[Data entries]
═══
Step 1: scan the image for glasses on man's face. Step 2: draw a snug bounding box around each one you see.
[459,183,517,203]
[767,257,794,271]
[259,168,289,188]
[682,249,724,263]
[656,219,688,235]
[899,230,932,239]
═══
◆ ACTIVITY
Return all of the data above exactly, leaving out no line.

◆ TASK ANSWER
Step 1: scan the image for glasses on man's face. Step 2: draw a snug bounding box around each one you see.
[459,183,517,203]
[767,257,794,271]
[259,168,289,188]
[682,249,724,263]
[656,219,688,235]
[899,230,932,239]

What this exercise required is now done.